Stored dataset items
::::
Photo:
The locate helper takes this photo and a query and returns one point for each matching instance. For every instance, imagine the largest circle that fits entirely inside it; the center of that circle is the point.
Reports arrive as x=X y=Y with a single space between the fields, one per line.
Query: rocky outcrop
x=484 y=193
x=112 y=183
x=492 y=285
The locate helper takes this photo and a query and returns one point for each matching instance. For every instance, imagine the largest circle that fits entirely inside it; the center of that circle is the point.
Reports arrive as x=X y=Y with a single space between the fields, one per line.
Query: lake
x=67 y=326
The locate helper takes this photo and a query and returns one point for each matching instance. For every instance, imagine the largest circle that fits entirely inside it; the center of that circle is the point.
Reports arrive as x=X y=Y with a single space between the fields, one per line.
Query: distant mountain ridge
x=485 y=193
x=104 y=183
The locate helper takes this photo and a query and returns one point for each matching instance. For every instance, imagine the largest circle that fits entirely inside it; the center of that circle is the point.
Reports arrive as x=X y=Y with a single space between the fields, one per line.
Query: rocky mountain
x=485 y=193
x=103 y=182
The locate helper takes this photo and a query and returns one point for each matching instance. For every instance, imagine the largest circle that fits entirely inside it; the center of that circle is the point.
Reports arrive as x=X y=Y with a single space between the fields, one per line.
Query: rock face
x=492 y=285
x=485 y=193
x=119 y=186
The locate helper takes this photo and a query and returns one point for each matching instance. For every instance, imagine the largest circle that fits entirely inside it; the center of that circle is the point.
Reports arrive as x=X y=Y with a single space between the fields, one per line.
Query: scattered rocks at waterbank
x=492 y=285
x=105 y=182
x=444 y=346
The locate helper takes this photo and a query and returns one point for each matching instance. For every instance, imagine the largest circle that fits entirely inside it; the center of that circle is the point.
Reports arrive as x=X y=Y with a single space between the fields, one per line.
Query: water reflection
::::
* _What to work on_
All of the records above are to be returned exactly as they stand.

* _Written answer_
Photo:
The locate helper takes this photo and a query and returns one point for each matching instance. For every instance, imagine the largest circle that fits entirely inside it; the center of that circle is the point.
Reports arrive as x=X y=Y with a single space between the fields, one per line.
Query: rocky outcrop
x=484 y=193
x=112 y=183
x=492 y=285
The locate helper takes this photo and a query and returns one point for each matching instance. For every instance, imagine the largest circle that fits entirely inside it; the center of that circle is the point.
Reports arrive as x=X y=Y with a single space between the fields, one per line.
Query: lake
x=67 y=326
The locate helper takes this photo and a query and returns one point for each matching instance. For every instance, imagine the largest circle that fits entirely inside it; the center of that circle is the point.
Reports arrive as x=X y=Y with a single space between the fields, one per line.
Query: distant mountain ridge
x=485 y=193
x=104 y=183
The locate helper takes this photo and a query and returns one point for each matching instance. For every instance, imagine the largest circle that fits entirely inside it; the center of that circle is the point.
Reports arrive as x=X y=Y with a single space between the fields, one per line.
Query: rocky mountain
x=485 y=193
x=103 y=182
The locate helper takes this photo and a query and returns one point for each matching instance. For every instance, imagine the largest circle that fits entirely inside it; the center of that circle is the point.
Reports arrive as x=X y=Y with a single space between the fields, one per line.
Query: rock face
x=492 y=285
x=485 y=193
x=119 y=186
The locate helper takes this photo and a query and returns one point for each matching instance. For every instance, imagine the largest circle that fits entirely inside it; the center of that circle is the point.
Reports arrive as x=X y=Y with a single space between the fields, one per line.
Query: scattered rocks at waterbank
x=492 y=285
x=105 y=182
x=444 y=346
The locate helper takes this photo and a query and returns one point for each matching instance. For every instance, imagine the largest circle that fits entirely inside it; the center of that circle is the point.
Reports arrive as x=X y=Y with a single space between the fields, one per line.
Query: water reflection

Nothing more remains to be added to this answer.